Leave out all images and set down the records exactly as given.

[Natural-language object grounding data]
*** Block opens ***

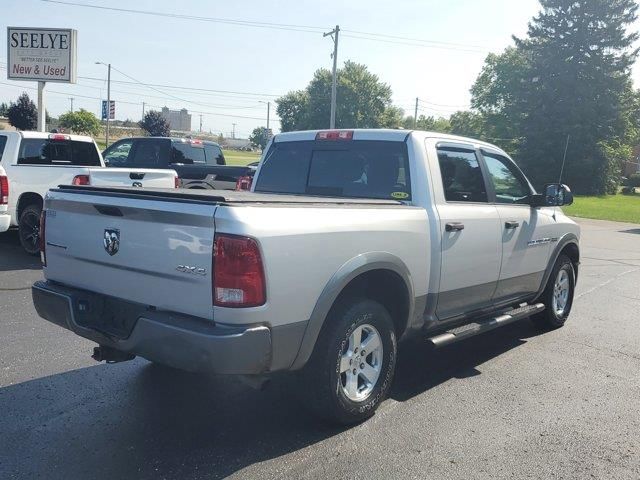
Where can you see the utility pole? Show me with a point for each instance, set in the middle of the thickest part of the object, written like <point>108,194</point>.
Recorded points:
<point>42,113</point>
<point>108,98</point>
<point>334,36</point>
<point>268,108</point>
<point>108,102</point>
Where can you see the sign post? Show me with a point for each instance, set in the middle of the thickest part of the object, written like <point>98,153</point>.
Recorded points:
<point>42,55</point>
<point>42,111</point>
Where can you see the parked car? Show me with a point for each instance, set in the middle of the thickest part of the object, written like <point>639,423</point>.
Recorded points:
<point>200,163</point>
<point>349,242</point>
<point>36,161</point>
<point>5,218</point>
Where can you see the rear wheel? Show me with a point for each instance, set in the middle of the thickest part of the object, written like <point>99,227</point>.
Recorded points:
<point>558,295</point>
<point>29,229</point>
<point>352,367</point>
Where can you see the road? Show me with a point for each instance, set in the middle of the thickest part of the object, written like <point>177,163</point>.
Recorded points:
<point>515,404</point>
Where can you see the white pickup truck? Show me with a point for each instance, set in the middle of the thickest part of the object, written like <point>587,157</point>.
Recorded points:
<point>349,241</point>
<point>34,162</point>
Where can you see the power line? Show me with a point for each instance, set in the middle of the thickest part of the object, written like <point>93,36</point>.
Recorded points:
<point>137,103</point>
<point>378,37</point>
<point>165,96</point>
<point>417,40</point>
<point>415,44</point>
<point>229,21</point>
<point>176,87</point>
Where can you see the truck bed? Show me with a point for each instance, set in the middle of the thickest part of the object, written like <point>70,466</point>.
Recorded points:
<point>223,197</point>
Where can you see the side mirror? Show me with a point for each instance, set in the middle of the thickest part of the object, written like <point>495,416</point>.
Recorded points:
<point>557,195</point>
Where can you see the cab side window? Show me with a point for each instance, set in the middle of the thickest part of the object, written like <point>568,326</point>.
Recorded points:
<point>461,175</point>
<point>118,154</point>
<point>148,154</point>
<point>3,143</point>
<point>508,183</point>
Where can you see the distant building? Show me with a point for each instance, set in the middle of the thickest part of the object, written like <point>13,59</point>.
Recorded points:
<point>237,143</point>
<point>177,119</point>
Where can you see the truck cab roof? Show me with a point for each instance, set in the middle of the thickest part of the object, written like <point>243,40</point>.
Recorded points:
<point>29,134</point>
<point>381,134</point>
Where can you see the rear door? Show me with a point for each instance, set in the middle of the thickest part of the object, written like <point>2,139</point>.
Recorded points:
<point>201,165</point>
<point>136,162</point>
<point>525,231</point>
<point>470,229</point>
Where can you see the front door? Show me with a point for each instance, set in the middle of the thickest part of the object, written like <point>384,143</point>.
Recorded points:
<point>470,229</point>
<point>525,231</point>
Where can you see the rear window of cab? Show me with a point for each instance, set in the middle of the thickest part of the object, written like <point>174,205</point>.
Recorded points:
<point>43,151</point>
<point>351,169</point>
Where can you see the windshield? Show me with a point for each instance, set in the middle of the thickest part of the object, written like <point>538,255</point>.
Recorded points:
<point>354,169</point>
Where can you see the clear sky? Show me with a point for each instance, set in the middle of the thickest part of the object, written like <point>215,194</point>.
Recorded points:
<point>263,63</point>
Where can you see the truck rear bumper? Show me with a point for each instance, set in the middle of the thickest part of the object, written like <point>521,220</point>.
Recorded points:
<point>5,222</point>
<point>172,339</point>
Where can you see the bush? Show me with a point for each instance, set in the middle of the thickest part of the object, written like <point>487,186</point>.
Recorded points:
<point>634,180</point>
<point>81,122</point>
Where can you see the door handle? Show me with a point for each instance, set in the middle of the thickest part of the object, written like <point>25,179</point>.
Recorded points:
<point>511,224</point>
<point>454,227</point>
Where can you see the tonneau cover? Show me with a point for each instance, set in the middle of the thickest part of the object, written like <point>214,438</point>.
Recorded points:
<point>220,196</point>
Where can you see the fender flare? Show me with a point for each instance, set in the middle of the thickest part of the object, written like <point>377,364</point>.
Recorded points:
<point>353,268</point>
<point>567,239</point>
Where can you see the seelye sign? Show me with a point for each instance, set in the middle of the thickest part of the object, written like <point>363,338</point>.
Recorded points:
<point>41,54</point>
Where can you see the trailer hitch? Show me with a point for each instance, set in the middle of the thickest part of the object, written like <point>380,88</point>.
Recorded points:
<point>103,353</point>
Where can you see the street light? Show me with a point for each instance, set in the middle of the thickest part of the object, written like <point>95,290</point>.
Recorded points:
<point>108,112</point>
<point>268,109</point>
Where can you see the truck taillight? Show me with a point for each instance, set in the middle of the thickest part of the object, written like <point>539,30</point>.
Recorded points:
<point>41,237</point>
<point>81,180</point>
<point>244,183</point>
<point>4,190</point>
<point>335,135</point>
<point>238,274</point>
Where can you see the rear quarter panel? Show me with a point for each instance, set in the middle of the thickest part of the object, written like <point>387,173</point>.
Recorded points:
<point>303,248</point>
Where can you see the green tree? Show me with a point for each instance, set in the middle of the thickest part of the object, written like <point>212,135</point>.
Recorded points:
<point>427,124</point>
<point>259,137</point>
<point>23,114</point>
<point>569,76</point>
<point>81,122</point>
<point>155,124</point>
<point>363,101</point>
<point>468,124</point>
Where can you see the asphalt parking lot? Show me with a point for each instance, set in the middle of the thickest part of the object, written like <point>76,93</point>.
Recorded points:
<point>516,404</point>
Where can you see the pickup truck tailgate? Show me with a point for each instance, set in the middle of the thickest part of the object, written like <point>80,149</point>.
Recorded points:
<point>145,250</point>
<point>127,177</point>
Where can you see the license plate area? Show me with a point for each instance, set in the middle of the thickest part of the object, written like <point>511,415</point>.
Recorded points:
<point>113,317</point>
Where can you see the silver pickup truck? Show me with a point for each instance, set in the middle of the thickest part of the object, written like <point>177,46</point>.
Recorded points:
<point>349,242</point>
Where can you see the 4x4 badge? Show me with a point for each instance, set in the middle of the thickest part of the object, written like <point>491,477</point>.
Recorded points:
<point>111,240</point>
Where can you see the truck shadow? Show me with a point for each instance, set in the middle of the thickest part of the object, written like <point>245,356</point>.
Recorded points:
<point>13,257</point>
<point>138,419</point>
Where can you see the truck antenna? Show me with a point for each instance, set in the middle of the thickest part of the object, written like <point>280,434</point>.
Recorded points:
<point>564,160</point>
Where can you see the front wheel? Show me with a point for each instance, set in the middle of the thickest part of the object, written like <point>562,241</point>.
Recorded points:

*** Block closes ***

● Exercise solution:
Where can you see the utility pole? Show me with a point for each instance, set in the middle of the thickest part of the object, written like <point>108,194</point>.
Recorded points:
<point>42,113</point>
<point>108,98</point>
<point>334,36</point>
<point>268,108</point>
<point>108,102</point>
Where can you see the sign post? Show me with a point for each instance, set in the middle of the thickest part of the object, written like <point>98,153</point>.
Recorded points:
<point>42,55</point>
<point>42,111</point>
Where can you see the parked car? Show me with a point for each instance, set in the middle of the thickest part of the object, written like <point>639,423</point>.
Recorded points:
<point>200,163</point>
<point>349,242</point>
<point>36,161</point>
<point>5,218</point>
Where can you see the rear wheel? Show me with a point for each instance, set in the middle of the thickest part of the object, written like <point>99,227</point>.
Recorded points:
<point>558,295</point>
<point>29,229</point>
<point>352,367</point>
Where can you see the road? Show me with a point for each instance, set in the middle of the thickest part of the object, written like <point>177,163</point>.
Recorded points:
<point>515,404</point>
Where can you see the white pickup truck? Show me with a point for each instance, set in the middle of the thickest part of the object, written like <point>587,157</point>.
Recorded points:
<point>349,241</point>
<point>34,162</point>
Where can you see the power line? Show me with a point for each instance, set in the middle of the thickest part of the object, written like <point>93,36</point>.
Recorded points:
<point>137,103</point>
<point>378,37</point>
<point>165,96</point>
<point>417,40</point>
<point>415,44</point>
<point>229,21</point>
<point>176,87</point>
Where can you see the truck bed? Show me with a point for each instance, set in the middle of the thickest part of the object, written like <point>70,466</point>.
Recorded points:
<point>223,197</point>
Where can you see the side mirror? Show me with a point for each instance, set in the middle of the thickest part of the object, written like <point>495,416</point>.
Recorded points:
<point>557,195</point>
Where can you see the cab side window? Show me with a point for each instance, set in the middle of the thickest part of the object, written like <point>568,326</point>.
Recorded points:
<point>461,175</point>
<point>118,154</point>
<point>148,154</point>
<point>3,143</point>
<point>508,183</point>
Where can you see the distant building? Show me with a point for each instance, set in the middle of the thickest part of the object, written like <point>13,59</point>.
Recorded points:
<point>237,143</point>
<point>177,119</point>
Where can you see the truck cab roof? Show me with a point for each instance, set in the middle of the thickest part of the object, written like <point>243,40</point>.
Recorded points:
<point>29,134</point>
<point>381,134</point>
Where can you see the rear door? Show me with a point for each instance, set in the middle of the thickest part of the object, written like <point>2,139</point>.
Recorded points:
<point>201,165</point>
<point>136,162</point>
<point>525,231</point>
<point>470,229</point>
Where can you see the front door? Show me with a point for each instance, set in the middle of the thickest part of the object, written like <point>384,143</point>.
Recorded points:
<point>470,229</point>
<point>525,231</point>
Where can you see the rear window of cab? Show me with a point for each instance, set in the middle of the thickest part of the object, written like <point>174,205</point>.
Recorded points:
<point>43,151</point>
<point>351,169</point>
Where can you see the windshield? Show me with a point for each instance, set in the middle of the thickest part of the object, written like <point>538,255</point>.
Recorded points:
<point>354,169</point>
Where can you see the clear sky? Show me with a point for each instance, set in the middle of the thickest part of the object, written like <point>215,194</point>.
Recorded points:
<point>263,63</point>
Where can you see the truck rear bumper? Show me with a point for each instance, set in the middle of the thickest part of the object, written like <point>521,220</point>.
Recorded points:
<point>5,222</point>
<point>172,339</point>
Where can you see the bush? Show me with a point for each instance, set in the middle of the thickest part of the object, written like <point>487,186</point>.
Recorded points:
<point>634,180</point>
<point>81,122</point>
Where can you see the door handle? Show me with a point for each instance, set in the middle of the thickest part of the object, written like <point>25,179</point>.
Recorded points:
<point>511,224</point>
<point>454,227</point>
Where can you see the tonneau cover? Show me with a point for each instance, set in the middle of the thickest part of the object, written like <point>214,438</point>.
Recorded points:
<point>220,196</point>
Where can you see the fender flare? Show me with a point for each instance, set in the middle of the thickest part of the object, written like <point>377,364</point>.
Recorded points:
<point>353,268</point>
<point>567,239</point>
Where can you see the seelye sign? Show me with a point for each instance, set in the middle of the thickest part of the object, written like <point>363,338</point>.
Recorded points:
<point>41,54</point>
Where can you see the trailer hitch? Show me with a point for each instance, set in the middle of the thickest part of the object, written like <point>380,88</point>.
Recorded points:
<point>103,353</point>
Where can you see the street light? Show me with a point for each instance, set in the middle of the thickest part of the object, written like <point>95,290</point>.
Recorded points:
<point>108,112</point>
<point>268,109</point>
Where can you see the truck taillight? Show me with a point for each instance, set in the middle of the thickest part of the object, written like <point>539,30</point>.
Recorded points:
<point>41,237</point>
<point>81,180</point>
<point>244,183</point>
<point>4,190</point>
<point>335,135</point>
<point>238,274</point>
Where can you see the rear quarter panel? Show me with a point for each instance, set in the middle of the thickest part of the object, written like <point>387,173</point>.
Recorded points:
<point>303,248</point>
Where can you see the green tree? Show me with a point for each instance, set in the middle of the thickest part of the object, written like <point>212,135</point>.
Recorded points:
<point>427,124</point>
<point>259,137</point>
<point>23,114</point>
<point>569,76</point>
<point>81,122</point>
<point>155,124</point>
<point>363,101</point>
<point>468,124</point>
Where can you see the asphalt parking lot? Show me with a point for each instance, set in the middle of the thickest part of the object, written like <point>76,93</point>.
Recorded points:
<point>516,404</point>
Where can you see the pickup truck tailgate? Show me with a point for each instance, set in the middle of the thickest part of the object, written like <point>80,149</point>.
Recorded points:
<point>145,250</point>
<point>127,177</point>
Where can you see the license plate area? Show me with a point for each instance, set in the middle of the thickest part of the object, written like <point>511,415</point>.
Recorded points:
<point>113,317</point>
Where can you see the silver pickup truck? Show me with a point for each instance, set in the middle of the thickest part of the object, written like <point>177,46</point>.
Recorded points:
<point>349,242</point>
Where can you see the 4x4 badge? Show me with a point for each instance, set in the middle of the thickest part of the object, written like <point>491,477</point>.
Recorded points:
<point>111,240</point>
Where can you see the truck shadow? Show me with a point for each instance, set in the middle of the thickest part of the object, written like <point>245,356</point>.
Recorded points:
<point>13,257</point>
<point>138,419</point>
Where can you see the truck antenna? Show me with a point for each instance, set in the middle of the thickest part of the object, written like <point>280,434</point>.
Recorded points:
<point>564,160</point>
Where can you see the front wheel? Show me with a point for each instance, set in the middle of the thickest part of the object, written like <point>562,241</point>.
Recorded points:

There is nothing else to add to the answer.